Facebook Data Mining using R

Deepanshu Bhalla , ,
In this tutorial, we will see how to extract and analyze facebook data using R. Facebook has crossed more than 1 billion active users.  Facebook has gathered the most extensive data set ever about behavior of human. In R, we can extract data from Facebook and later analyze it. Social media mining is one of the most interesting piece in data science. You can analyze sentiments of an important event by pulling information about the event from Facebook and get insights from data in R.
Extract Facebook Data using R
Step by Step Guide : Extract Data from Facebook

Step I : Facebook Developer Registration

Go to https://developers.facebook.com and register yourself by clicking on Get Started button at the top right of page (See the snapshot below). After it would open a form for registration which you need to fill it to get yourself registered.
Facebook  Developer Registration



Step II : Add a new App

Once you are done with registration as shown in step 1, you need to click on My Apps button (check out the snapshot below). Then select Add a New App from the drop down.

Facebook : My Apps

Then you need to write Display Name of App ID (Type any  name) and select drop down option in Category (Choose Education). press Create App ID button.
Create a new App

Step 3 : Get App ID and App Secret

In this step, we need to note down our App ID and App Secret (Refer the screenshot below).
Fb App ID and App Secret

Step 4 : OAuth Settings

  1. On the left hand side menu, click on Add Product Button
  2. Click on Facebook Login link
  3. Under Settings, make sure YES is selected in Client OAuth Login
  4. Type http://localhost:1410/ in Valid OAuth redirect URIs box
  5. Click on Save Changes button

OAuth redirect URIs

If you don't put information correctly, you would get the following error -
Can't Load URL: The domain of this URL isn't included in the app's domains. To be able to load this URL, add all domains and subdomains of your app to the App Domains field in your app settings.

> **Stated exercise 1**
Answer the following questions using the Facebook data mining tutorial:
(a) How many active users does Facebook have?
(b) Which option does Step II say to choose in the Category drop-down?
(c) What address goes in the Valid OAuth redirect URIs box?
> **Stated exercise 2**
Reproduce word for word the passage of the Facebook data mining tutorial starting with "Step I : Facebook" and going on through "App ID button.".

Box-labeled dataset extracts
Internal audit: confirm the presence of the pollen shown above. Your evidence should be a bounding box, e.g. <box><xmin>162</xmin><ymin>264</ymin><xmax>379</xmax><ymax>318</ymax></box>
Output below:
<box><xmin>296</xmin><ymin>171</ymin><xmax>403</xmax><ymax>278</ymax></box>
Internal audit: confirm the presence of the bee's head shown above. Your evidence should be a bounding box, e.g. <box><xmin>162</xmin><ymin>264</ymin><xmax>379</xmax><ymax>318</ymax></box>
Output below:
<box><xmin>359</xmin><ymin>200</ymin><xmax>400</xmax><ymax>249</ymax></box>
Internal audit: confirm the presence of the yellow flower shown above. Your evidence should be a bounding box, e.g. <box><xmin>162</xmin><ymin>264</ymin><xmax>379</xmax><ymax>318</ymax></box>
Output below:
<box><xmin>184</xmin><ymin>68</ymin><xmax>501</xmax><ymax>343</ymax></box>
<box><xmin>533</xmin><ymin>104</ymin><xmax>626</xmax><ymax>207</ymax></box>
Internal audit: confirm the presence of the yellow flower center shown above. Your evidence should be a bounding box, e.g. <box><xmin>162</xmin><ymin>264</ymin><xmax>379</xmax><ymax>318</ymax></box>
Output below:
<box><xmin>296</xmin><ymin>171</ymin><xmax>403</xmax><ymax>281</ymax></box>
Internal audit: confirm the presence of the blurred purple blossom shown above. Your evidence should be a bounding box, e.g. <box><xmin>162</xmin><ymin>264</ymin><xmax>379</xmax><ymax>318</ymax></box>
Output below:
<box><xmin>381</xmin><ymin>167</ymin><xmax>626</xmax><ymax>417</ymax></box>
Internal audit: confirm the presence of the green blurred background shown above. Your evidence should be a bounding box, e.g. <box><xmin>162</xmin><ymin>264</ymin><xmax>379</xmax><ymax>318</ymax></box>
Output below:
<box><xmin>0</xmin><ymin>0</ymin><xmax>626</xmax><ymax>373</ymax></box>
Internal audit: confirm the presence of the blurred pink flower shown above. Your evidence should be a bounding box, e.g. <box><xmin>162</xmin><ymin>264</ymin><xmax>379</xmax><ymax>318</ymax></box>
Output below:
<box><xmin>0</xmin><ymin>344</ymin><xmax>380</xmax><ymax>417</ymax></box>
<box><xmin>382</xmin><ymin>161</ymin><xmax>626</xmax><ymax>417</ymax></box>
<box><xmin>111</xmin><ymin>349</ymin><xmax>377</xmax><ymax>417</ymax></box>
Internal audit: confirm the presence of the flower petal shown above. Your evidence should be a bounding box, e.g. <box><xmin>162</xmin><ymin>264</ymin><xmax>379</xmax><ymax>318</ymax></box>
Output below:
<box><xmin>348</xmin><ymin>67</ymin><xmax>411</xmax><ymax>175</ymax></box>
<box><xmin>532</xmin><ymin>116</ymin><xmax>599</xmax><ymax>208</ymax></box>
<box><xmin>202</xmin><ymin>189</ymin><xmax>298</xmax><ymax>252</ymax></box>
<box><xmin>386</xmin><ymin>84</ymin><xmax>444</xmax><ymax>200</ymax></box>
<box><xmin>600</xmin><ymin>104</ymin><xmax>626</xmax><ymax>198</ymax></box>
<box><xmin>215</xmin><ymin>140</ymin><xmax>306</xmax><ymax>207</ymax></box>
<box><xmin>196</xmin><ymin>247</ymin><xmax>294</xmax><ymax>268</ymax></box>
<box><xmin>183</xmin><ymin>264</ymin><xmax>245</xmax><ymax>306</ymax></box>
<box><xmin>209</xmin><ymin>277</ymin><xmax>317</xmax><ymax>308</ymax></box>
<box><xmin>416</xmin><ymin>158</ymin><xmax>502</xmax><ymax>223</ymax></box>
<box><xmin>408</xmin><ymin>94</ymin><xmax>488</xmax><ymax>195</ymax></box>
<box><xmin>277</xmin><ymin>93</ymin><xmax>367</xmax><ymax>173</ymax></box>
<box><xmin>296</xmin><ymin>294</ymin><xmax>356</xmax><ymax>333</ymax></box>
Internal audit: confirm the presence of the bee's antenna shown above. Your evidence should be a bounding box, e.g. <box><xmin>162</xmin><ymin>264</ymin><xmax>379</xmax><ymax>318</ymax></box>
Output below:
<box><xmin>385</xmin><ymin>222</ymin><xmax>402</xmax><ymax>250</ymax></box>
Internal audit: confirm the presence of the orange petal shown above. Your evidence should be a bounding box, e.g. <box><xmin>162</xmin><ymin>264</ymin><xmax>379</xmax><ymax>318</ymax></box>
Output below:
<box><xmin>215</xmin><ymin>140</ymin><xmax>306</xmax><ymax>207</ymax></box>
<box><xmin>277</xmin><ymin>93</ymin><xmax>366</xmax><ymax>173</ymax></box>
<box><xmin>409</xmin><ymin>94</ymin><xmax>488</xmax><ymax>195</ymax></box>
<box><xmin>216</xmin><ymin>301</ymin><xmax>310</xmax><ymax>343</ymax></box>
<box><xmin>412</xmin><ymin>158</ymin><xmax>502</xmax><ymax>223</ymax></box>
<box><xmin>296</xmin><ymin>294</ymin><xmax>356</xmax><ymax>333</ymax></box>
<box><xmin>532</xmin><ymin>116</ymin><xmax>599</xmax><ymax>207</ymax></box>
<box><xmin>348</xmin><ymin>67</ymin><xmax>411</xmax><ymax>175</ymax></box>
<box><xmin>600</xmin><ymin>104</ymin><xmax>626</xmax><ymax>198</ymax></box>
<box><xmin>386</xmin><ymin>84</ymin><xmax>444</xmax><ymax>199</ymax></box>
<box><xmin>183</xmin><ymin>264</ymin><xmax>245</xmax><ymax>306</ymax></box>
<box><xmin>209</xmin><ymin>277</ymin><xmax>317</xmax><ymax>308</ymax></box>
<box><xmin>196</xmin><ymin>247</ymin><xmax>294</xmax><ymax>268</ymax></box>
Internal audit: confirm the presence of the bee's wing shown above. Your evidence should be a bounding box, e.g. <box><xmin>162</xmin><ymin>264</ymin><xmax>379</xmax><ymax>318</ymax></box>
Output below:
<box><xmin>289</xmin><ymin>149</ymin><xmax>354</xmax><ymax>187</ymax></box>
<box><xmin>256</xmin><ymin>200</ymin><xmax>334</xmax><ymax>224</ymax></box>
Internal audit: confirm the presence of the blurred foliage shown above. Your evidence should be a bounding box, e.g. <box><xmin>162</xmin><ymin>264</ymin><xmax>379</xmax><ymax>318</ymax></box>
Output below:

> **Reply 1**
(a) More than 1 billion.
(b) Education.
(c) http://localhost:1410/

> **Reply 2**
Step I : Facebook Developer Registration

Go to https://developers.facebook.com and register yourself by clicking on Get Started button at the top right of page (See the snapshot below). After it would open a form for registration which you need to fill it to get yourself registered.
Facebook  Developer Registration



Step II : Add a new App

Once you are done with registration as shown in step 1, you need to click on My Apps button (check out the snapshot below). Then select Add a New App from the drop down.

Facebook : My Apps

Then you need to write Display Name of App ID (Type any  name) and select drop down option in Category (Choose Education). press Create App ID button.